■ **RAW RECORDS**

----

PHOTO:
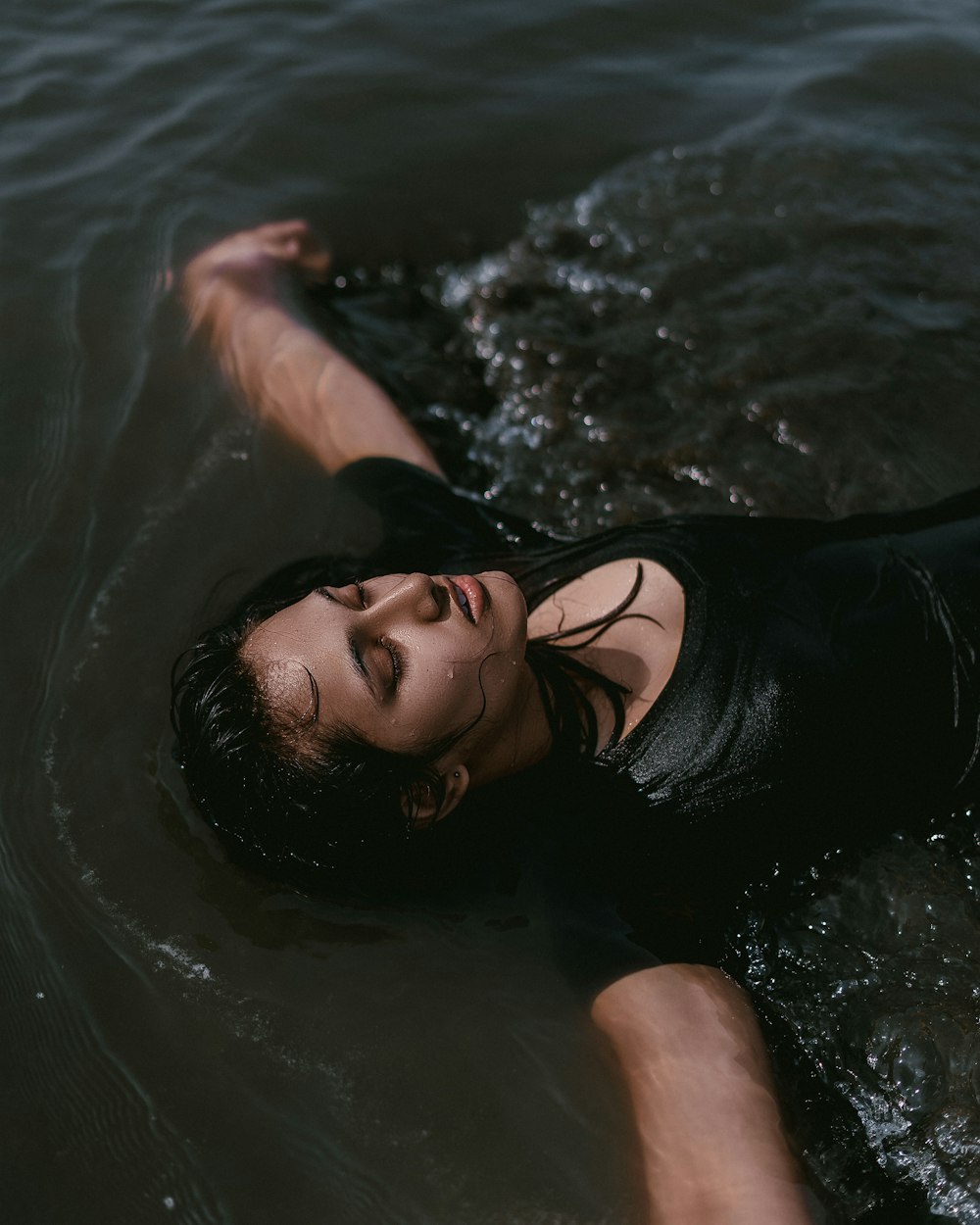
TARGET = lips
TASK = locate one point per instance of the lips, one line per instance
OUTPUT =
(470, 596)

----

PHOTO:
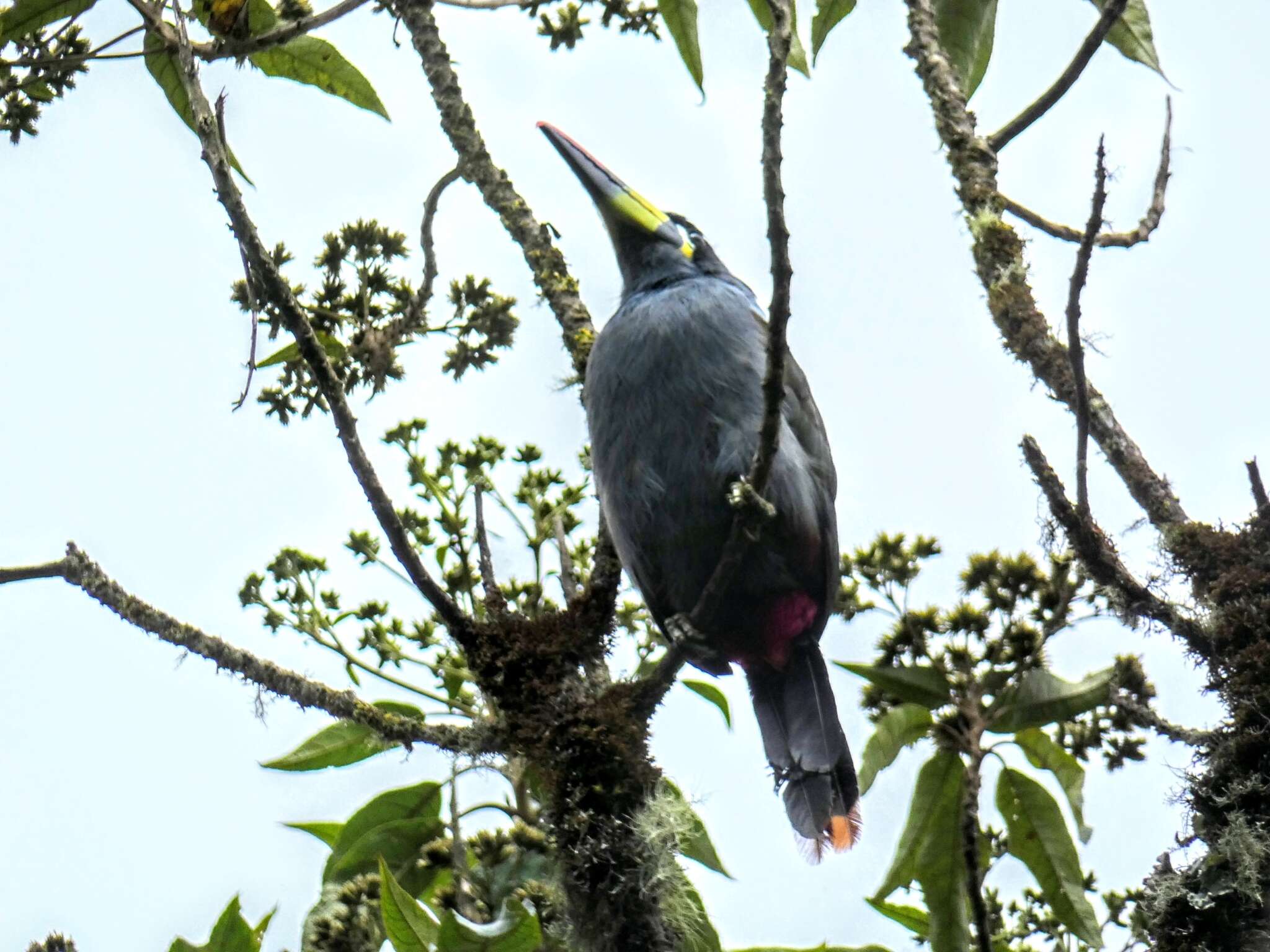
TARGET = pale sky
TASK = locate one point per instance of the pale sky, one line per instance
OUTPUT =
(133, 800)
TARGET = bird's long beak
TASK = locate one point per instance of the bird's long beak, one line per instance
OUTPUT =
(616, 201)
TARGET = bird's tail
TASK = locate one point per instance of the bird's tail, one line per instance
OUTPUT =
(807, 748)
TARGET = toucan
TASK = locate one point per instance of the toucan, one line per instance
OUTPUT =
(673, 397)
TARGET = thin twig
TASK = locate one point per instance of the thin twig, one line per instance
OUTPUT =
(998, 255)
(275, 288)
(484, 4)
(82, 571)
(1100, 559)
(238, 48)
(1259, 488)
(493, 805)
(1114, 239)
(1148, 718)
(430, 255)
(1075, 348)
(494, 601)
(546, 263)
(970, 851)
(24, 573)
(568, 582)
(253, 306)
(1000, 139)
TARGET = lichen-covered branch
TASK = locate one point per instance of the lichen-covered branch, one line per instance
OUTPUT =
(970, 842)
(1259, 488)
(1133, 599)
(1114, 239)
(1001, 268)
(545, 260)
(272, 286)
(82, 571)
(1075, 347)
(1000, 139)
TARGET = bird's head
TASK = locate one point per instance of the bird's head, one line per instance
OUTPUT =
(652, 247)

----

■ **SET TASK**
Which lines in the items contain the word "bird"? Copy each of them in full.

■ **ANSWER TO THIS TASK**
TARGET = bird's long beak
TASK = locate one point per instance of the bird's long beak, one line per instance
TARGET = bird's tail
TASK = locate one point per instance of the bird's tail, one line per instance
TARGET = bird's head
TASK = locate one point per instance of the bird's head, one line per instance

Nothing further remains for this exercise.